_Dokument_
·····

Stadt hinkt bei Pkw-Zulassungen hinterher
Wegen der Europawahl ist das Bürgerbüro Mitte derzeit geschlossen. Autohäuser und Zulassungsdienste warten auf Papiere. Nicht nur Kunden, die in die Ferien wollen, sind sauer.
Was macht man mit einem Neuwagen, der nicht angemeldet werden kann? Christiane Mieling und ihr Mann hatten sich auf das neue Auto gefreut – doch jetzt stehen sie vor einem Problem. „Wir bekommen den Wagen vom Händler ausgeliefert – aber wir bekommen keinen Zulassungstermin bei der Stadt“, ärgert sie sich. Wie Christiane Mieling geht es derzeit nicht nur Privatleuten. Autohäuser und selbst Kfz-Zulassungsdienste kämpfen mit Zulassungen, die bei der Stadt Augsburg unbearbeitet liegen bleiben. „Sie können sich nicht vorstellen, was wir uns gerade von unseren Kunden anhören müssen“, berichtet ein großer Augsburger Autohändler.
Christiane Mieling hat eine erfolglose Odyssee durch die Bürgerämter in Augsburg hinter sich. „Wir sind zur Blauen Kappe gefahren und haben versucht, ohne Termin die Zulassung zu bekommen“, erzählt sie. Dort wurden wir von zwei freundlichen Herren aufgeklärt, dass das gar nicht mehr möglich sei. Und dass das Bürgerbüro an der Blauen Kappe wegen der Europawahl ohnehin bis zum 9. Juni geschlossen sei. „Das kann doch nicht sein, bei aller Liebe, dass wegen der Wahl die Bürger nicht mehr bedient werden?“, wundert sie sich. Der Versuch, bei einem anderen Bürgerbüro noch rechtzeitig einen Termin zu bekommen, sei ebenso gescheitert. Dort werden gerade Zulassungstermine für Mitte Juni vergeben. Nun hat Mieling Fragen, zum Beispiel die: „Können wir das Auto einfach ohne Nummernschild an die Straße stellen?“
Bei einem großen Augsburger Autohändler laufen derzeit die Telefone heiß. „Die Leute wollen mit ihrem neuen Fahrzeug in den Pfingsturlaub fahren und wir kriegen die Fahrzeuge bei der Stadt nicht angemeldet“, erzählt eine Mitarbeiterin. Entsprechend hoch kochen deshalb auch die Emotionen. „Die Kunden sind enttäuscht und grantig“, so die Servicemitarbeiterin. Losgegangen sei es mit den Problemen Anfang April. Bei der Stadt Augsburg seien die Zulassungen plötzlich nur noch mit etlichen Tagen Verzögerung eingetrudelt. „Die Zulassungen, die wir Anfang des Monats abgegeben haben, sind zum Großteil immer noch nicht zurück“, sagt sie. Dass die Mitarbeiter der Zulassungsstelle gerade die Europawahl vorbereiten, hat sie auch gehört. „Ich habe keine Ahnung, ob die Mitarbeiter alle im Urlaub sind oder die Wahl vorbereiten – aber es muss doch auch bei der Stadt ein Notfallprogramm geben, wenn es derartig klemmt.“
Christian Wagner vom Augsburger Zulassungsdienst AZD sitzen die Autohäuser im Nacken. 200 bis 300 Zulassungen liegen gerade bei der Stadt. „Die Kunden rufen an und schimpfen – wir müssen uns gerade quasi für die Mitarbeiter der Stadt entschuldigen. Ich habe natürlich bei der Stadt nachgefragt und die Auskunft bekommen, dass alle mit den Europawahl-Vorbereitungen beschäftigt sind.“Das Bürgeramt Stadtmitte habe nicht nur sechs Wochen geschlossen, sondern auch noch all seine Leute als Wahlhelfer abgestellt. Das Problem habe ihm viele neue Kunden beschert, die er allerdings ebenfalls nicht bedienen könne. „Privatleute, die ihr Fahrzeug nicht zugelassen bekommen, googeln nach Zulassungsdiensten und landen bei uns. Nur dass wir vor demselben Problem stehen“, so Wagner.

·····

_Aufgabe A_
Schreibe aus den Datensätzen die Zeilen unverändert ab, angefangen bei der Zeile mit "Target: **woman with white head wrap**" bis einschließlich der letzten Zeile der Datensätze.
Der Artikel und die Datensätze stehen in keinem Zusammenhang miteinander.

·····

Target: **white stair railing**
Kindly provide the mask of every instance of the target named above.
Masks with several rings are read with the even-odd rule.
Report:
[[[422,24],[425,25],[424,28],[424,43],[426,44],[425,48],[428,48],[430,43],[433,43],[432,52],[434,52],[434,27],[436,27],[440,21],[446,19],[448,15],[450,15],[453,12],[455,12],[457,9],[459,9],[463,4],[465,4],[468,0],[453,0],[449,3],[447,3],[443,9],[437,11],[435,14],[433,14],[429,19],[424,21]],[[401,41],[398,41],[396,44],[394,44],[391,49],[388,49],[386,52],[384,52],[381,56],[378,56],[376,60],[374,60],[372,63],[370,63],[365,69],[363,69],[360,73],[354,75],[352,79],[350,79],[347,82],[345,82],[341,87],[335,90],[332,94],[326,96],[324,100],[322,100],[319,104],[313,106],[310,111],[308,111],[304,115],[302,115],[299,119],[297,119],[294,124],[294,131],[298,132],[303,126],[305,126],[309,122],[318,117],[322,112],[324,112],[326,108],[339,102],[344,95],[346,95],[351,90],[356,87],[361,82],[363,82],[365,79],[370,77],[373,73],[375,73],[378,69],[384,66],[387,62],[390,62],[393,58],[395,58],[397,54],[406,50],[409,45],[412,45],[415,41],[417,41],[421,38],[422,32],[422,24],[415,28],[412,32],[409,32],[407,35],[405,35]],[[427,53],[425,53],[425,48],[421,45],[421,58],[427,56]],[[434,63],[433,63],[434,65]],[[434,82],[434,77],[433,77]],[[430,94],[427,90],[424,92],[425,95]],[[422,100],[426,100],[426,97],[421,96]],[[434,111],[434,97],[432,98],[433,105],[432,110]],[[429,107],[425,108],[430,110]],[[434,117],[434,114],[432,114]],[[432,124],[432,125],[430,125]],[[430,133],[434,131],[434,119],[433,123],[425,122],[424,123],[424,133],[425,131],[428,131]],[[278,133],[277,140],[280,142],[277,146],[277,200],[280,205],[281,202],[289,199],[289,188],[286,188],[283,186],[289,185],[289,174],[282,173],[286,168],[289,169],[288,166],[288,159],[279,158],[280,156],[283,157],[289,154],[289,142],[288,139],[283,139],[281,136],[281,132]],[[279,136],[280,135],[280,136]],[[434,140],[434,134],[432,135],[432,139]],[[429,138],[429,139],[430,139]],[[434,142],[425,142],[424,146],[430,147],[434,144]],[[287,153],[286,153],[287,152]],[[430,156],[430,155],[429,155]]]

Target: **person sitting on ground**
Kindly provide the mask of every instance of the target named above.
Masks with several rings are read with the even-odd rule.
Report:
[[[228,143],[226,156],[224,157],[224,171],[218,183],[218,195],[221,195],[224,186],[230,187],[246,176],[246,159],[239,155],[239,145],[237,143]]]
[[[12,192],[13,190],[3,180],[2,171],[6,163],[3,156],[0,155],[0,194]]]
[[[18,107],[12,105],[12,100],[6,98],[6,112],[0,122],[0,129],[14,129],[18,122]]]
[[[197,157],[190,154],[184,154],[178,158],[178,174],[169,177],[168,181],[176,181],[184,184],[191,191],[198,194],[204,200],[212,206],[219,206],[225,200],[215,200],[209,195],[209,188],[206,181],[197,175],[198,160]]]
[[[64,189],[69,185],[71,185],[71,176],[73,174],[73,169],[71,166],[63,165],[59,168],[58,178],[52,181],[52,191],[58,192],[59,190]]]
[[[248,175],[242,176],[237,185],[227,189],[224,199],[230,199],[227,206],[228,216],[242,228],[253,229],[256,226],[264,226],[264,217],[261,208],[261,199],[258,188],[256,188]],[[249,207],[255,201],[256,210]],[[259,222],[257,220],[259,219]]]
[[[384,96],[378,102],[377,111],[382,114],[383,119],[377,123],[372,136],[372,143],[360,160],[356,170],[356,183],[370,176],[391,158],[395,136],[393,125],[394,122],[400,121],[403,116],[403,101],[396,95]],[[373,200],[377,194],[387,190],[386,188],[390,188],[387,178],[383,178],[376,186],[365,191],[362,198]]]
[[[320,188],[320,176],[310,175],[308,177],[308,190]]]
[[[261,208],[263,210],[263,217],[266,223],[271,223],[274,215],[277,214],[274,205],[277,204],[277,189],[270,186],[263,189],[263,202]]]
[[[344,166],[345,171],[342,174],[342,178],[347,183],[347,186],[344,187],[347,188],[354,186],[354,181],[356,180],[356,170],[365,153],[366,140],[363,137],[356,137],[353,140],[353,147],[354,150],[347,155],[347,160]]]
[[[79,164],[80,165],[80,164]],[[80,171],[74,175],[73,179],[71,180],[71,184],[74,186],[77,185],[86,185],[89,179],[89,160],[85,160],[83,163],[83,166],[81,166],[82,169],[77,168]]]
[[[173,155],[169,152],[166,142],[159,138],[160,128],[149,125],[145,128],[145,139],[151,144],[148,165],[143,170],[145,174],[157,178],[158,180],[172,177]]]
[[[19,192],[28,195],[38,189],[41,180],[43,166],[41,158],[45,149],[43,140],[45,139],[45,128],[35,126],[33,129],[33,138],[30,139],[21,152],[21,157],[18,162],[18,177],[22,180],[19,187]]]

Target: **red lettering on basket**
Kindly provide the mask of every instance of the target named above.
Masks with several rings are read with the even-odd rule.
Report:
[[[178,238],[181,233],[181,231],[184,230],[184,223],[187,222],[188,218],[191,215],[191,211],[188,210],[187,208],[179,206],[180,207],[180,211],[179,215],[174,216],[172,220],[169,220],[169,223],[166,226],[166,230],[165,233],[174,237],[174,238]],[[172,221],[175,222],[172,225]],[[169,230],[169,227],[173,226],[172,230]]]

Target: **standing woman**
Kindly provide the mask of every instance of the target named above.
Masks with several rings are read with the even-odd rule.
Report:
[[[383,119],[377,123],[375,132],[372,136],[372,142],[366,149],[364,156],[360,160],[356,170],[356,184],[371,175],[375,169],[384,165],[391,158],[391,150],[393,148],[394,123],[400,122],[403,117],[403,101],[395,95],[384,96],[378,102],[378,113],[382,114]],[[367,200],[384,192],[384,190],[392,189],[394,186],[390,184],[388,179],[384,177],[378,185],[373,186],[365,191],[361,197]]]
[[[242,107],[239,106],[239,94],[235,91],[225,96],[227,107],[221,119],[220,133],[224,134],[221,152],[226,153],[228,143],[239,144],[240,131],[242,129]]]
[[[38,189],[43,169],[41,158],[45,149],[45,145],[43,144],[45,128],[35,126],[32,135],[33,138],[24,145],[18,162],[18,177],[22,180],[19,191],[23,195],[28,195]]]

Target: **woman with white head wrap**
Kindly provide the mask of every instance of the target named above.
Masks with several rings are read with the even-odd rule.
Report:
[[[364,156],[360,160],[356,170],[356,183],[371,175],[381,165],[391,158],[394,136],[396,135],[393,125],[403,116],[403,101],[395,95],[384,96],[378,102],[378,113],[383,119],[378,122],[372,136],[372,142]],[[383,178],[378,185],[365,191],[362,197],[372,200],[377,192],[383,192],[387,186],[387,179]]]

·····

_Aufgabe B_
Schreibe den Artikel über die verzögerten Pkw-Zulassungen in Augsburg im Anschluss an seinen letzten Satz weiter.

_Erwartete Ausgabe A_
Target: **woman with white head wrap**
Kindly provide the mask of every instance of the target named above.
Masks with several rings are read with the even-odd rule.
Report:
[[[364,156],[360,160],[356,170],[356,183],[371,175],[381,165],[391,158],[394,136],[396,135],[393,125],[403,116],[403,101],[395,95],[384,96],[378,102],[378,113],[383,119],[378,122],[372,136],[372,142]],[[383,178],[378,185],[365,191],[362,197],[372,200],[377,192],[383,192],[387,186],[387,179]]]

_Erwartete Ausgabe B_
Laut Augsburgs Ordnungsreferent Frank Pintsch spielt die Europawahl bei den derzeitigen Problemen eine Rolle, ist aber nicht allein ursächlich. „Aktuell dauert die Bearbeitung länger als sonst üblich, es ist ein Rückstand von vier Tagen zu verzeichnen. Das ist insbesondere auf personalwirtschaftliche Gründe zurückzuführen“, sagt er. Mit einer Sonderaktion würden derzeit einige Rückstände abgearbeitet. Weil die Europawahl mit Bestandspersonal zusätzlich zum regulären Betrieb organisiert und abgewickelt würde, könnten in den anderen Bürgerbüros auch keine zusätzlichen Termine für die KfzZulassung angeboten werden, wie von vielen Bürgern gewünscht. Pintsch geht davon aus, dass nach der Wahl im Bürgeramt schnell wieder Normalbetrieb einkehre.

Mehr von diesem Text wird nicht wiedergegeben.